— start Task data —

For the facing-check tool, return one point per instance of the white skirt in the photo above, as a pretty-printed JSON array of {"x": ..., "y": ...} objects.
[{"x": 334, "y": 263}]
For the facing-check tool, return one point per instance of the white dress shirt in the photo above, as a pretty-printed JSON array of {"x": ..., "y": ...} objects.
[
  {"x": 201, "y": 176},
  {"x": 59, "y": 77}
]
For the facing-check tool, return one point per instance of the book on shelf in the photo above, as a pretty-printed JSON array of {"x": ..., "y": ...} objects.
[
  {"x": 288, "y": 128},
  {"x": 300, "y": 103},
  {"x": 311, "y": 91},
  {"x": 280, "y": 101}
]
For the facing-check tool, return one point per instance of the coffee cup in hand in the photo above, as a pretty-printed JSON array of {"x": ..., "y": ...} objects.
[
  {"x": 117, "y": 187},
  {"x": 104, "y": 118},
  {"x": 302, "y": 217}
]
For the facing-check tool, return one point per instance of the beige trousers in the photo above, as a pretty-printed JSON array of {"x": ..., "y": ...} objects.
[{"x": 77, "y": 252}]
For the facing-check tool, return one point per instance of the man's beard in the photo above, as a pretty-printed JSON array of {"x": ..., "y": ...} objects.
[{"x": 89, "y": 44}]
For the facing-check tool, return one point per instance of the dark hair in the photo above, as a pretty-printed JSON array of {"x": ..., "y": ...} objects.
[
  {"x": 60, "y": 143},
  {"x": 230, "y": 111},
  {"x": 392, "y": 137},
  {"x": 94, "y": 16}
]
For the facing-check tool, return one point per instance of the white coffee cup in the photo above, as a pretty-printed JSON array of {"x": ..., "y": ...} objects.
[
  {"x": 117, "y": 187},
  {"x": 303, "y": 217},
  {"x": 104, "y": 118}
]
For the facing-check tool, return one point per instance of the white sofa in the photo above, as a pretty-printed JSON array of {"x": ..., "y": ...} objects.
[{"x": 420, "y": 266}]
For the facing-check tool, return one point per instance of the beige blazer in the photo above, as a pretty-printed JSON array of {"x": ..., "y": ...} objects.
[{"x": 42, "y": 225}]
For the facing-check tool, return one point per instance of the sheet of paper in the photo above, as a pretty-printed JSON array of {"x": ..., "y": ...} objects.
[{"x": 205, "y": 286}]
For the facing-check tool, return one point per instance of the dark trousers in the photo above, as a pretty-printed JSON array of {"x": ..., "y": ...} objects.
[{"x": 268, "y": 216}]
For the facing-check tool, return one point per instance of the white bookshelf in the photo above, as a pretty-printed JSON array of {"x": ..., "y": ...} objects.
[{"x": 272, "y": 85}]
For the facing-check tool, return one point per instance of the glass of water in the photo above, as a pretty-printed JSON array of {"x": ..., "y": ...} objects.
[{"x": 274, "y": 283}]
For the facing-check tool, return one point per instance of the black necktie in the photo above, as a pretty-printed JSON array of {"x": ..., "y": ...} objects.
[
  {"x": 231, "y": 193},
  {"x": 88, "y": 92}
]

— end Task data —

**Exercise objective**.
Your task is to retype all of the records exactly.

**The result**.
For the facing-check tool, return one point per instance of the white skirt in the photo above, as a pretty-printed JSON array of {"x": ..., "y": ...} objects.
[{"x": 334, "y": 263}]
For the facing-check tool, return one point per instance of the white dress shirt in the photo above, as a pretty-printed JSON array of {"x": ..., "y": ...} objects.
[
  {"x": 201, "y": 176},
  {"x": 59, "y": 77}
]
For the facing-check tool, return one point per instance of the book on shelf in the photo above, as a pretty-printed JSON array of {"x": ..., "y": ...} objects.
[
  {"x": 288, "y": 128},
  {"x": 300, "y": 103},
  {"x": 311, "y": 91},
  {"x": 280, "y": 101}
]
For the facing-check tool, return one point per instance of the coffee cup in hand in the photo above, as a pretty-printed JSON array of {"x": ..., "y": ...} objects.
[
  {"x": 117, "y": 187},
  {"x": 104, "y": 118},
  {"x": 302, "y": 217}
]
For the facing-check tool, return one point per instance of the beige trousers in the photo above, as a pretty-printed JSON array of {"x": ..., "y": ...} objects.
[{"x": 77, "y": 252}]
For the facing-check tool, return one point per instance of the man's beard in the photo above, as a pretty-printed JSON array of {"x": ..., "y": ...} objects.
[{"x": 89, "y": 44}]
For the facing-check tool, return one point per instance of the dark hair in the photo above, as a pretty-printed JSON array of {"x": ..., "y": ...} objects.
[
  {"x": 60, "y": 143},
  {"x": 230, "y": 111},
  {"x": 392, "y": 137},
  {"x": 94, "y": 16}
]
For the facing-check tool, return one point per instance of the white coffee cup in the photo above, as a pretty-printed JSON array of {"x": ..., "y": ...} objects.
[
  {"x": 117, "y": 187},
  {"x": 303, "y": 217},
  {"x": 104, "y": 118}
]
For the facing-check tool, return one point per instance of the white sofa in the photo above, as a pretty-printed JSON array of {"x": ..., "y": ...} objects.
[{"x": 420, "y": 266}]
For the facing-check tool, return one point per instance of the beige blazer in the photo above, as a pretty-printed JSON array of {"x": ..., "y": ...} objects.
[{"x": 42, "y": 225}]
For the facing-check tool, return one point per instance of the sheet of paper in the photo above, as a pretty-printed JSON array of {"x": ..., "y": ...} objects.
[{"x": 205, "y": 286}]
For the facing-check tool, return one point per instance of the dark trousers in the photo above, as a pretty-printed JSON array of {"x": ..., "y": ...} objects.
[{"x": 268, "y": 216}]
For the facing-check tool, return one point per instance of the white bookshelf in the photo above, as a pretty-printed JSON array of {"x": ..., "y": ...} objects.
[{"x": 272, "y": 85}]
For the facing-check tool, return one point per instance of the glass of water in the photo above, as a pretty-printed JSON array of {"x": ..., "y": ...} objects.
[{"x": 274, "y": 283}]
For the facing-check tool, return one point per instance of the black necktie in the photo above, as a pretty-printed JSON array of {"x": ..., "y": ...} objects.
[
  {"x": 231, "y": 193},
  {"x": 88, "y": 92}
]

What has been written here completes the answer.